**SOURCE TEXT:**
====

Higher Education Gifts or Grants of Interest to African Americans

Here is this week’s news of grants or gifts to historically Black colleges and universities or for programs of particular interest to African Americans in higher education.

Livingston College, a historically Black college in Salisbury, North Carolina, has received a $1 million gift from an anonymous donor. The philanthropist has recently made four additional $1 million donations to the school. The gift will be used to enhance the college’s infrastructure.

A team of collaborators led by the University of Southern California Rossier School of Education has received a $442,340 grant from the American Institutes for Research to study the association between housing policies and school desegregation in Detroit, Michigan. The research project will explore the implementation of the Choice Neighborhoods initiative and its effect on school diversity and integration.

Spelman College, a historically Black women’s college in Atlanta, has received a $1 million grant from Google’s Cybersecurity Clinics Fund to establish the Spelman SPEAR (Security Plan, Education, Assessment, and Remediation). The program will provide students with hands-on learning opportunities in cybersecurity and AI through helping local businesses and organizations with their cybersecurity efforts.

The University of Maryland Eastern Shore has received a $600,000 grant from the United States Department of Agriculture’s National Institute of Food and Agriculture. The funding will support the historically Black university’s research into how commercial pet food transmits food-borne pathogens to humans.

The Department of Education at historically Black Winston-Salem State University in North Carolina has received a $1.25 million from the Office of Special Education Programs in the United States Department of Education. The funds will provide financial support and tailored special education training to 35 students pursuing a degree in early childhood education.

====

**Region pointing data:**
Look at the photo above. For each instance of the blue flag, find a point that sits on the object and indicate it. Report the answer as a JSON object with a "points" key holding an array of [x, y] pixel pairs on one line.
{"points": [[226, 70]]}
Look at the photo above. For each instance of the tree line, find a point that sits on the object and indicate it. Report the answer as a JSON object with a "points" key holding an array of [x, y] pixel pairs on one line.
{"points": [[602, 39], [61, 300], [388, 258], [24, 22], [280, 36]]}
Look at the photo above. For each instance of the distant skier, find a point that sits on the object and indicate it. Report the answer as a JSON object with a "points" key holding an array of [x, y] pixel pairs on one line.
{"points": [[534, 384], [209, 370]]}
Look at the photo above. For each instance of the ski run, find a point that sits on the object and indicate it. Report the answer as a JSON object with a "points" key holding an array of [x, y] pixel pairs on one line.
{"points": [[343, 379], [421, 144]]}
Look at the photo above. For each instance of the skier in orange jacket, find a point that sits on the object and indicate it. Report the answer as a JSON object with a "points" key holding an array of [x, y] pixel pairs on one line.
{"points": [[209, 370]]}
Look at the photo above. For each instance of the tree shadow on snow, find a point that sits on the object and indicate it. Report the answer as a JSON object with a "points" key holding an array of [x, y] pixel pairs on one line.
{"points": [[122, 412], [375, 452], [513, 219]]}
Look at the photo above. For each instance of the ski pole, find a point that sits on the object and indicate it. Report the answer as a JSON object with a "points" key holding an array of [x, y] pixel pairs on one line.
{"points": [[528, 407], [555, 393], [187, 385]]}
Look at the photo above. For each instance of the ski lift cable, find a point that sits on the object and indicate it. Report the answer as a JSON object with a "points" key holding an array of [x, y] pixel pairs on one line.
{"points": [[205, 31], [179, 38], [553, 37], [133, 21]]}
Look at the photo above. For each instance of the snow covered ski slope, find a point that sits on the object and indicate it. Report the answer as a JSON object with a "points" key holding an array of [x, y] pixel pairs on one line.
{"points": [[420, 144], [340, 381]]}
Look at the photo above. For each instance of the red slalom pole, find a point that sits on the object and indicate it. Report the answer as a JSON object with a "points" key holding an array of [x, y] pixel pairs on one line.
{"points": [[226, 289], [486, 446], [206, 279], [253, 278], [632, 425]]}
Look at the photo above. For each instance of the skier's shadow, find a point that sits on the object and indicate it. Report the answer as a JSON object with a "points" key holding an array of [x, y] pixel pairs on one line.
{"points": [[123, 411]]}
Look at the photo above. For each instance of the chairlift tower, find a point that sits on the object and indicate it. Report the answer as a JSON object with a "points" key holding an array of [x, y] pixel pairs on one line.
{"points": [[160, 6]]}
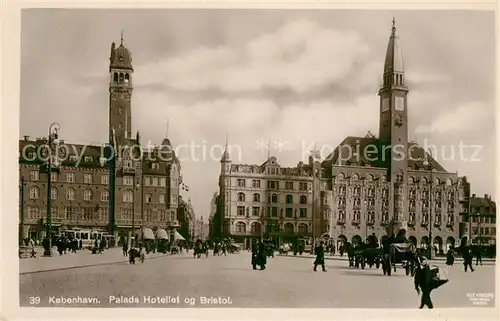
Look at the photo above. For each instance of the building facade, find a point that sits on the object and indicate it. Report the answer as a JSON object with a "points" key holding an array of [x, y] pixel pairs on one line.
{"points": [[114, 187], [264, 200], [185, 214]]}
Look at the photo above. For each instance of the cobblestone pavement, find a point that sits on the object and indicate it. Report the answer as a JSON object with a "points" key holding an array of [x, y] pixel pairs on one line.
{"points": [[288, 282]]}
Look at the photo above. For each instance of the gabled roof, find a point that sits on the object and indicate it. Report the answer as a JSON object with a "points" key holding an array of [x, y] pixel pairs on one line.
{"points": [[362, 151]]}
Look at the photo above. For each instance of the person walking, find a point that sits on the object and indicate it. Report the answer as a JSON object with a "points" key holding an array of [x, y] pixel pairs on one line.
{"points": [[320, 257], [479, 258], [262, 256], [255, 255], [125, 248], [467, 255], [422, 281]]}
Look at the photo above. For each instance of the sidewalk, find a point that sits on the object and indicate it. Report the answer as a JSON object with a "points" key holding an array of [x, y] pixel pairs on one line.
{"points": [[438, 260], [82, 258]]}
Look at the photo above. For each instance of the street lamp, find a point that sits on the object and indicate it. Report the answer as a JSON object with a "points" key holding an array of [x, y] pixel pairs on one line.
{"points": [[21, 207], [429, 166], [53, 141]]}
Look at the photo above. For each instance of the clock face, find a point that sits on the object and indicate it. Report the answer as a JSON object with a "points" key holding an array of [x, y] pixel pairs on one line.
{"points": [[400, 103], [385, 104]]}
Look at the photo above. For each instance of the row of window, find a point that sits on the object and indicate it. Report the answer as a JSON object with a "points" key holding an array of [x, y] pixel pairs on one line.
{"points": [[484, 231], [383, 178], [256, 183], [89, 178], [385, 217], [271, 211], [484, 219], [88, 195], [274, 198], [93, 214], [255, 227]]}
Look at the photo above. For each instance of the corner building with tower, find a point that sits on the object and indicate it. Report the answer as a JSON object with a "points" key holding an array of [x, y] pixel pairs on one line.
{"points": [[136, 190], [368, 185]]}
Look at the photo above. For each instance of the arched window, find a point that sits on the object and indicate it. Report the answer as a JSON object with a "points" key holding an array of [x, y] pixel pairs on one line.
{"points": [[87, 195], [34, 193], [371, 191], [70, 194], [241, 227], [104, 196], [255, 227], [53, 193], [128, 196]]}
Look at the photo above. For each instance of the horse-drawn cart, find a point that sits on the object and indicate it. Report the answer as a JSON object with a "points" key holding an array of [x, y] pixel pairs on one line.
{"points": [[400, 253]]}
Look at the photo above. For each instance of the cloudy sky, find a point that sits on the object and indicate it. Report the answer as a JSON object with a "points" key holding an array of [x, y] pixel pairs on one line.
{"points": [[290, 77]]}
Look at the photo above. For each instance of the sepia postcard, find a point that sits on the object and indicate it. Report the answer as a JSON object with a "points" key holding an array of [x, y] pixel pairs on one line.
{"points": [[261, 158]]}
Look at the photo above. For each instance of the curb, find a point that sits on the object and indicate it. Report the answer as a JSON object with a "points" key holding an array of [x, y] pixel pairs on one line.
{"points": [[485, 261], [86, 265]]}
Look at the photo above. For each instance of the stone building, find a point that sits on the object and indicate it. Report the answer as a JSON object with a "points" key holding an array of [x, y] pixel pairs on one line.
{"points": [[482, 220], [368, 185], [387, 182], [93, 191], [185, 215], [264, 200]]}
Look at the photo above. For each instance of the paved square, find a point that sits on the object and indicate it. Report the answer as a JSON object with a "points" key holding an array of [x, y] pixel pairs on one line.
{"points": [[288, 282]]}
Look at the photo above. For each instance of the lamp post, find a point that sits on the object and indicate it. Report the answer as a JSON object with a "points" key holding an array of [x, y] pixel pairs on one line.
{"points": [[53, 140], [427, 164], [21, 209]]}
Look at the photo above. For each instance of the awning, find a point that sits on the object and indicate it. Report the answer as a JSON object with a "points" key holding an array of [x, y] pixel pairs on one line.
{"points": [[147, 234], [178, 236], [161, 234]]}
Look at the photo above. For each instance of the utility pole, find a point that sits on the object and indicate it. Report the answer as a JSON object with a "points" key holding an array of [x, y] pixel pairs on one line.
{"points": [[21, 206]]}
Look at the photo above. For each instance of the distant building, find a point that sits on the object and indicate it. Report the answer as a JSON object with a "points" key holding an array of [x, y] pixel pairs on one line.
{"points": [[138, 188], [482, 220], [185, 214], [368, 185]]}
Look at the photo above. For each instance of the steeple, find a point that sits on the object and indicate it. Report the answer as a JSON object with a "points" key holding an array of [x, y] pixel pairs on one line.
{"points": [[393, 67], [226, 158]]}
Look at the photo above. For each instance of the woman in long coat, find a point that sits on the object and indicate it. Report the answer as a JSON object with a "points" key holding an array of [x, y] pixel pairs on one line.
{"points": [[262, 256]]}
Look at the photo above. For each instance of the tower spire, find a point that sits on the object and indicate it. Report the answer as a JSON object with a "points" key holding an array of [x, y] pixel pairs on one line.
{"points": [[166, 129]]}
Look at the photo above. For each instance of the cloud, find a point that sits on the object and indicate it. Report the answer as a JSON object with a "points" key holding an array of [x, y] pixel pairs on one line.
{"points": [[467, 116], [301, 56]]}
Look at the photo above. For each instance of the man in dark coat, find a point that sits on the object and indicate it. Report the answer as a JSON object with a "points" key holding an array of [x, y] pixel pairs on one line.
{"points": [[255, 255], [262, 256], [423, 278], [467, 255], [320, 257]]}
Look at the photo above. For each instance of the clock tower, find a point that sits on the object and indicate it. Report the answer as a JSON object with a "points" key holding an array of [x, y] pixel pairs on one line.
{"points": [[120, 93], [393, 130]]}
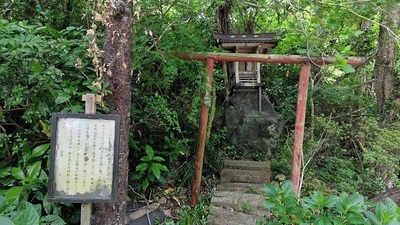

====

**PROBLEMS TO SOLVE:**
#1 Repeat the grants report from "Spelman College, a" to "their cybersecurity efforts.".
#2 Answer these questions from the grants report:
(a) In which city and state is Livingston College located?
(b) Which agency awarded the $600,000 grant to the University of Maryland Eastern Shore?
(c) How many students will the funds received by Winston-Salem State University support?
These rows have no connection to the grants report.

**RESPONSES BY TASK:**
#1
Spelman College, a historically Black women’s college in Atlanta, has received a $1 million grant from Google’s Cybersecurity Clinics Fund to establish the Spelman SPEAR (Security Plan, Education, Assessment, and Remediation). The program will provide students with hands-on learning opportunities in cybersecurity and AI through helping local businesses and organizations with their cybersecurity efforts.

#2
(a) Salisbury, North Carolina
(b) The United States Department of Agriculture's National Institute of Food and Agriculture
(c) 35 students